根据-e获取到的结果存在commands对象,这个对象的完整作用域就是方法initArgs:

package org.apache.hive.beeline;

import org.apache.commons.cli.CommandLine;

public class BeeLine implements Closeable {
  int initArgs(String[] args) {
    List<String> commands = Collections.emptyList();

    CommandLine cl;
    BeelineParser beelineParser;

    try {
      beelineParser = new BeelineParser();
      cl = beelineParser.parse(options, args);
    } catch (ParseException e1) {
      output(e1.getMessage());
      usage();
      return -1;
    }

    boolean connSuccessful = connectUsingArgs(beelineParser, cl);
    // checks if default hs2 connection configuration file is present
    // and uses it to connect if found
    // no-op if the file is not present
    if(!connSuccessful && !exit) {
      connSuccessful = defaultBeelineConnect(cl);
    }

    int code = 0;
    if (cl.getOptionValues('e') != null) {
      commands = Arrays.asList(cl.getOptionValues('e'));
      opts.setAllowMultiLineCommand(false); //When using -e, command is always a single line

    }

    if (!commands.isEmpty() && getOpts().getScriptFile() != null) {
      error("The '-e' and '-f' options cannot be specified simultaneously");
      return 1;
    } else if(!commands.isEmpty() && !connSuccessful) {
      error("Cannot run commands specified using -e. No current connection");
      return 1;
    }
    if (!commands.isEmpty()) {
      for (Iterator<String> i = commands.iterator(); i.hasNext();) {
        String command = i.next().toString();
        debug(loc("executing-command", command));
        if (!dispatch(command)) {
          code++;
        }
      }
      exit = true; // execute and exit
    }
    return code;
  }
}

显然-e是初始化参数时用到。对应的参数作为List会被dispatch(command)遍历执行,从而实现-e传参执行多段SQL。显然这个-e和初始化参数关系非常密切。

找到-i和-f相关的内容

根据Beeline.java的connectUsingArgs方法中

getOpts().setScriptFile(commandLine.getOptionValue("f"));

if (commandLine.getOptionValues("i") != null) {
  getOpts().setInitFiles(commandLine.getOptionValues("i"));
}

跳入:

package org.apache.hive.beeline;
class BeeLineOpts implements Completer {
  public void setInitFiles(String[] initFiles) {
    this.initFiles = initFiles;
  private String scriptFile = null;     
      
      
  public String[] getInitFiles() {
    return initFiles;
  }

  public void setInitFiles(String[] initFiles) {
    this.initFiles = initFiles;
  }
    
  public void setScriptFile(String scriptFile) {
    this.scriptFile = scriptFile;
  }

  public String getScriptFile() {
    return scriptFile;
  }
}

显然-i是设置了初始化需要的文件,-f是设置了跑脚本的文件。之后会有位置用到。

## 所给数据

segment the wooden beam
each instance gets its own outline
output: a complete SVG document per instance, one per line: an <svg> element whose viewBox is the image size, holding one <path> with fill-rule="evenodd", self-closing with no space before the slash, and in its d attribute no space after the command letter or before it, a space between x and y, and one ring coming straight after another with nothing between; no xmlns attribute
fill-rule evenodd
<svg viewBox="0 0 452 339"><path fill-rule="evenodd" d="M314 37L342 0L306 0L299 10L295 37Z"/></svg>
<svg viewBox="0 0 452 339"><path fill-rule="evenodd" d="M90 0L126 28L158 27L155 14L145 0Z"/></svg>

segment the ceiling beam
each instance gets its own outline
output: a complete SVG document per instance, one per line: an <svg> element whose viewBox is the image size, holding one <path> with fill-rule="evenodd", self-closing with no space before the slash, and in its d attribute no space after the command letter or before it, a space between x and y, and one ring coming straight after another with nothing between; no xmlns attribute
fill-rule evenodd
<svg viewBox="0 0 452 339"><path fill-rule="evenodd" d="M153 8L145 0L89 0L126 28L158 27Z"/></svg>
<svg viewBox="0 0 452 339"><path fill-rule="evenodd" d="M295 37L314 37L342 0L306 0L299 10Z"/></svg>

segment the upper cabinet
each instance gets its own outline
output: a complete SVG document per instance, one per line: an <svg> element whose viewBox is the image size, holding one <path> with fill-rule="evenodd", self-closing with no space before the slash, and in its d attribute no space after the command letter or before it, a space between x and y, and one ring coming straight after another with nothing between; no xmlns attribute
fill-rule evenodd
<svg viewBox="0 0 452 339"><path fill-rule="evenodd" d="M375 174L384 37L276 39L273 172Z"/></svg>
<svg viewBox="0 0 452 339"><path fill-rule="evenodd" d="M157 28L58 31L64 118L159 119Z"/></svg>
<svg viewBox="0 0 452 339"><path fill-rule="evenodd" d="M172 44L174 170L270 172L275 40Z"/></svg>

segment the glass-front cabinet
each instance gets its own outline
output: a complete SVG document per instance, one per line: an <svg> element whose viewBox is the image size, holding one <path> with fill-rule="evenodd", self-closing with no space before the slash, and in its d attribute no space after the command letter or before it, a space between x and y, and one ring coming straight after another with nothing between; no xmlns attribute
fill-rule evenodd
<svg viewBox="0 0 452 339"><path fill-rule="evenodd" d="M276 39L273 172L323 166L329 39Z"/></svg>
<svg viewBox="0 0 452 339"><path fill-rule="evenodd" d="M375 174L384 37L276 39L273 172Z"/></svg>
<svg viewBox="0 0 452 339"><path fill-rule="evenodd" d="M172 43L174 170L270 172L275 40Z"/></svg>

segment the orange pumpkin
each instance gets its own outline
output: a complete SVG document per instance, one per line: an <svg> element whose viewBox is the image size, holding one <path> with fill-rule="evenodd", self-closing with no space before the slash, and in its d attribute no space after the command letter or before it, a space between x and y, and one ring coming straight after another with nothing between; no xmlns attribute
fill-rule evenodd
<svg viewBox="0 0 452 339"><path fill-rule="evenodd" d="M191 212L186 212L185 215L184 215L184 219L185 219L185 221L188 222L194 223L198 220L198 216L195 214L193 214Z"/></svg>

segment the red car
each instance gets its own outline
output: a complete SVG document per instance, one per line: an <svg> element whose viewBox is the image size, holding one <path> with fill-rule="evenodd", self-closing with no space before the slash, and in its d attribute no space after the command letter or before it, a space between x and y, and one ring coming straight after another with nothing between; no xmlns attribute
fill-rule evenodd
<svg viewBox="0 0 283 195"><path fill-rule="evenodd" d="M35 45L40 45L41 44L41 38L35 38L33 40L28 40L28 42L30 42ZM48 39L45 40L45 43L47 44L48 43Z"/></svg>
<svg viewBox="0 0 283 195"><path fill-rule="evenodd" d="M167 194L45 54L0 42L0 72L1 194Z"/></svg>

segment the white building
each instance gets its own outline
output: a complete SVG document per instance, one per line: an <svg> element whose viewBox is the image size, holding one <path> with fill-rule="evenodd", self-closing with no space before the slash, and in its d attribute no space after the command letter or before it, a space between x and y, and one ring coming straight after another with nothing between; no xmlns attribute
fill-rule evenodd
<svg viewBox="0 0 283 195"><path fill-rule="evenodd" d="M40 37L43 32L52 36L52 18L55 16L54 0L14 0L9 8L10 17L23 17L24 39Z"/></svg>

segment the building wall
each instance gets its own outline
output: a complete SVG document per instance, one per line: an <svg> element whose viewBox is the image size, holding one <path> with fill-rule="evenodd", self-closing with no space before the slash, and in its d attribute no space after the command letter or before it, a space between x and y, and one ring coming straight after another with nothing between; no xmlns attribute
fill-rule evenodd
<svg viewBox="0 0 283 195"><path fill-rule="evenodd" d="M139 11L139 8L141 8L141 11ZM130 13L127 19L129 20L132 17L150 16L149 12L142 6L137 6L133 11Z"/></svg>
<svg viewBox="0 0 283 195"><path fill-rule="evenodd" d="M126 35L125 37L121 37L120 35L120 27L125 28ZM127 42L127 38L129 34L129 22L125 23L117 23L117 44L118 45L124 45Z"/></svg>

## 任务 1
按照这段关于Beeline参数解析的文段,-i和-f分别设置了什么?
## 任务 2
用两句话概括这段关于Beeline参数解析的文段。
## 任务 3
请接着这段关于Beeline参数解析的文段的最后一句往下续写。

## 书面回答 1
-i设置了初始化需要的文件,-f设置了跑脚本的文件。

## 书面回答 2
在initArgs方法中,-e获取到的结果存入commands对象,并由dispatch(command)逐条遍历执行,从而实现通过-e传参执行多段SQL。在connectUsingArgs方法中,-i用于设置初始化需要的文件,-f用于设置跑脚本的文件。

## 书面回答 3
找到-u相关的内容

根据Beeline.java的

url = cl.getOptionValue("u");

根据url找到在Beeline.java中完整的作用域:

/*
 * Connects using the command line arguments. There are two
 * possible ways to connect here 1. using the cmd line arguments like -u
 * or using !properties <property-file>
 */
private boolean connectUsingArgs(BeelineParser beelineParser, CommandLine cl) {
  String driver = null, user = null, pass = "", url = null;
  String auth = null;


  if (cl.hasOption("help")) {
    usage();
    getOpts().setHelpAsked(true);
    return true;
  }

  Properties hiveVars = cl.getOptionProperties("hivevar");
  for (String key : hiveVars.stringPropertyNames()) {
    getOpts().getHiveVariables().put(key, hiveVars.getProperty(key));
  }

  Properties hiveConfs = cl.getOptionProperties("hiveconf");
  for (String key : hiveConfs.stringPropertyNames()) {
    setHiveConfVar(key, hiveConfs.getProperty(key));
  }

  driver = cl.getOptionValue("d");
  auth = cl.getOptionValue("a");
  user = cl.getOptionValue("n");
  getOpts().setAuthType(auth);
  if (cl.hasOption("w")) {
    pass = obtainPasswordFromFile(cl.getOptionValue("w"));
  } else {
    if (beelineParser.isPasswordOptionSet) {
      pass = cl.getOptionValue("p");
    }
  }
  url = cl.getOptionValue("u");
  if ((url == null) && cl.hasOption("reconnect")){
    // If url was not specified with -u, but -r was present, use that.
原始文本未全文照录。